# REQUIRED ACTION 1:
In the news excerpt about Minneapolis police below, what does Sheriff Dave Hutchinson say police department agreements will allow them to do?
# REQUIRED ACTION 2:
Render this sentence from the news excerpt about Minneapolis police below into Spanish: "But ultimately, he said, police work involves face-to-face contact."

# PAGE EXCERPT:
-.-.-

Minneapolis police officials say officers have recently responded to more medical calls than usual. Department spokesperson John Elder said he didn’t have exact numbers, but officers have noticed the trend.

“In speaking to officers that worked the overnight shift last night, they’re saying that medical calls were a thing of commonality,” Elder said. “Which normally we don’t get a lot of on the overnights.”

Minneapolis Police Chief Medaria Arrodondo said the department has instituted policies to protect officers from transmission of the virus. That includes keeping workspaces clean and allowing some personnel to work remotely.

But ultimately, he said, police work involves face-to-face contact.

“You’re hearing the words, ‘social distancing’ — we are one of the few professions that works contrary to [that],” Arradondo said. “We engage with our communities. We certainly need to be there to help them. And we want to continue to do that.

“But we want to do so in a way that limits the exposure and risk to our men and women, first responders and as well as to keep our communities safe.”

Hennepin County Sheriff Dave Hutchinson said plans are in place to maintain staffing in case numbers of officers become infected with the coronavirus. He said police departments have agreements that will allow them to move officers between cities.

"If one agency gets sick, we're going to shuffle more resources,” he said. “The lakes area — they have an agreement. The northwest suburbs have an agreement. We're as prepared as we can be."

-.-.-

# DATASET SECTION:
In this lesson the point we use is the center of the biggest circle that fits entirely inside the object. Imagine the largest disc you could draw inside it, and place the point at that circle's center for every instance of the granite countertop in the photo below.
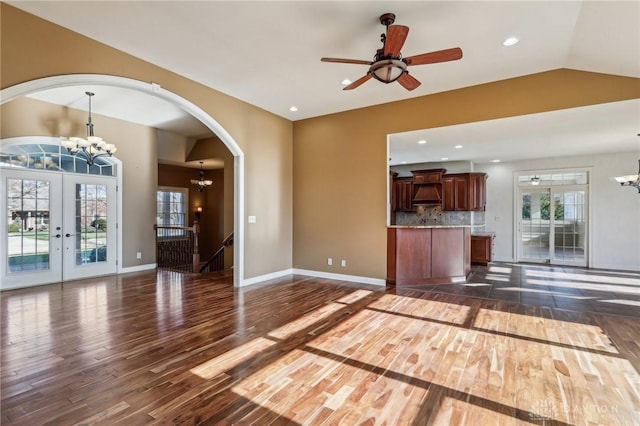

-.-.-

# YOUR SOLUTION 1:
Move officers between cities.

# YOUR SOLUTION 2:
Pero, en última instancia, dijo, el trabajo policial implica contacto cara a cara.